• **Task description**
Rewrite the rows below, swapping "Would you mind marking" for "Please mark" wherever it appears and keeping everything else the same.

• **Data for this exercise**
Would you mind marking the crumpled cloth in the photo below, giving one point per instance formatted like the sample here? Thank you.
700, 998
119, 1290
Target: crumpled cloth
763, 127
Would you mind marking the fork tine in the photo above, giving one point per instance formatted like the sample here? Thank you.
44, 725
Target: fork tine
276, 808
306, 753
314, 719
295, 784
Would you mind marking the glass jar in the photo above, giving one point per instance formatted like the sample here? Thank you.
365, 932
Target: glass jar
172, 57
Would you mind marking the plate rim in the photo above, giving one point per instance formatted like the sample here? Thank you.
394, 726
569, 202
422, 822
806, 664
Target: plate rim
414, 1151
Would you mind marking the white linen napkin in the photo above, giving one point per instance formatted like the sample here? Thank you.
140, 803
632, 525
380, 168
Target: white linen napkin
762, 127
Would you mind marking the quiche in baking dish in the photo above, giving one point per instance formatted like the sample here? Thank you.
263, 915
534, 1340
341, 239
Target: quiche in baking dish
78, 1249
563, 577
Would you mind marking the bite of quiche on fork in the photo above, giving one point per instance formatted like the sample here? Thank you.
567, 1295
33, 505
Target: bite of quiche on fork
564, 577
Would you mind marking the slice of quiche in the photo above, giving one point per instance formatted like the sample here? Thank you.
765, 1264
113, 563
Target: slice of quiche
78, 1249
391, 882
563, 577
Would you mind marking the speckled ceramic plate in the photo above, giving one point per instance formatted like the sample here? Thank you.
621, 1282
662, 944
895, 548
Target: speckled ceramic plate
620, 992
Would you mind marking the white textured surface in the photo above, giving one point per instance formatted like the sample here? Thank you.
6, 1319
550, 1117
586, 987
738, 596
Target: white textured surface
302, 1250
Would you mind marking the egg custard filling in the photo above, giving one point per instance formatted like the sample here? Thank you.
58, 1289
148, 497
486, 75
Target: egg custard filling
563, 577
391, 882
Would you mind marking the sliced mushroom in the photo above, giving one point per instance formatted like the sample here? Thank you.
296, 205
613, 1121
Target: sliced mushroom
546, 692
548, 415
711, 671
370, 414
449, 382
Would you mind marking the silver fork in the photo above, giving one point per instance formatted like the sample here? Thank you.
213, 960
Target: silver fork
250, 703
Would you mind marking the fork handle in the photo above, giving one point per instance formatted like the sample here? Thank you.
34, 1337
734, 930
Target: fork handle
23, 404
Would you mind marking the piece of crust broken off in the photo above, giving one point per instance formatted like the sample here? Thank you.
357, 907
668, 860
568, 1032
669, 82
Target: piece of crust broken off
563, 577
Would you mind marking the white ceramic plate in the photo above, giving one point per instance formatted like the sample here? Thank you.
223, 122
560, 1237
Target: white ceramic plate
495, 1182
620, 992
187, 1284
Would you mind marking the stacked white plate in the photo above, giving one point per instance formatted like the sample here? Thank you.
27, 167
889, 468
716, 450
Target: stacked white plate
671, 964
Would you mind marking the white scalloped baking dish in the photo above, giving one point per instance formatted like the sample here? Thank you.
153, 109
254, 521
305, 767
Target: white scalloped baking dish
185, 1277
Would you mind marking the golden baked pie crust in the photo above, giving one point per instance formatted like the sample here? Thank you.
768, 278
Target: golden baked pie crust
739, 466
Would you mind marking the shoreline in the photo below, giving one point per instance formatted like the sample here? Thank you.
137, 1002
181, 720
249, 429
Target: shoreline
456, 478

• **Completed task**
Please mark the crumpled cloth in the photo below, giving one point per instance formatted like the sample here? Thank you.
700, 998
119, 1290
Target: crumpled cloth
763, 127
Please mark the fork tine in the photo above, giving one point per instance formatted like the sample here? Thank you.
44, 725
Target: fork tine
276, 808
306, 753
314, 719
295, 784
Please mark the glass jar in the photo above, giving one point per instance formatted like the sample here? Thank you.
365, 932
Target: glass jar
172, 57
Please mark the plate rim in the photo above, giving one point per instance formatted like the sample here? Thank you.
394, 726
569, 202
422, 822
806, 664
Target: plate rim
414, 1151
Please mark the white linen napkin in the photo above, giving one point per instance formatted like the sample here? Thank you.
140, 803
632, 525
380, 168
Target: white linen napkin
762, 127
Please mark the quiche in baking dish in the photo above, giving one point per instance formatted like the sample here? Thank you.
263, 915
534, 1340
341, 239
Target: quiche in baking dish
78, 1249
563, 577
Please mark the bite of quiche on fork in the photo above, giving one point per instance formatted like the sample here? Thank you.
567, 1295
33, 505
Target: bite of quiche on fork
564, 577
Please mark the slice of quiche in the photo above, giving one point per instance formatted like the sample here? Thank you.
765, 1264
113, 563
Target: slice of quiche
78, 1249
391, 882
563, 577
Please mark the speckled ceramic plate in the photo above, giving one point per instance formatted like the sample here? Thank you.
621, 1282
662, 944
895, 548
Target: speckled ceramic plate
620, 992
Please mark the white textured surface in the photo above, giving one point per instance formatted like the sample here? Thank you.
6, 1319
550, 1117
586, 987
738, 596
Target: white textured surface
302, 1250
Please mark the egg custard filling in the photo above, giving one point per instance formatted like the sample here? Thank you.
58, 1289
148, 497
486, 75
Target: egg custard filling
563, 577
391, 882
Please mark the sliced mushroom in the photo above, giving one point per instance formatted like the sample here? Thank you.
296, 205
613, 1121
Target: sliced mushroom
546, 692
548, 415
711, 671
370, 414
449, 382
Please mark the silver fork in the photo above, giving one point per instance formatted like the sample here? Thank you.
213, 960
Target: silver fork
250, 703
Please mark the fork handle in the photo above, giving one point per instance formatted like the sample here? Thank you.
34, 1337
734, 930
Target: fork handle
23, 404
Please mark the piece of crust broken off in the photo above, giving one point per instance formatted like the sample here? Thank you.
357, 907
668, 860
568, 1032
669, 82
Target: piece of crust broken off
563, 577
Please mark the white ceramic plate in the photo above, giving one point per instance formatted like the sample here? Thank you.
223, 122
560, 1237
Target: white ceramic plate
495, 1182
620, 992
187, 1284
Please mark the stacked white plate in the photo above, giving one point per instance formatted like the sample here? Thank you.
27, 167
889, 468
716, 450
Target: stacked white plate
671, 964
Please mark the white scalloped baking dish in the photo above, giving one point per instance formatted like the sample here? Thank you.
153, 109
254, 521
305, 767
Target: white scalloped baking dish
185, 1277
Please mark the golden baked pie crust in the photo above, giving one point per instance formatted like the sample here? Thank you.
768, 278
Target: golden baked pie crust
739, 466
Please mark the shoreline in the photo below, giving one point per instance formatted like the sample here? Thank you.
137, 1002
181, 720
249, 429
Target: shoreline
456, 478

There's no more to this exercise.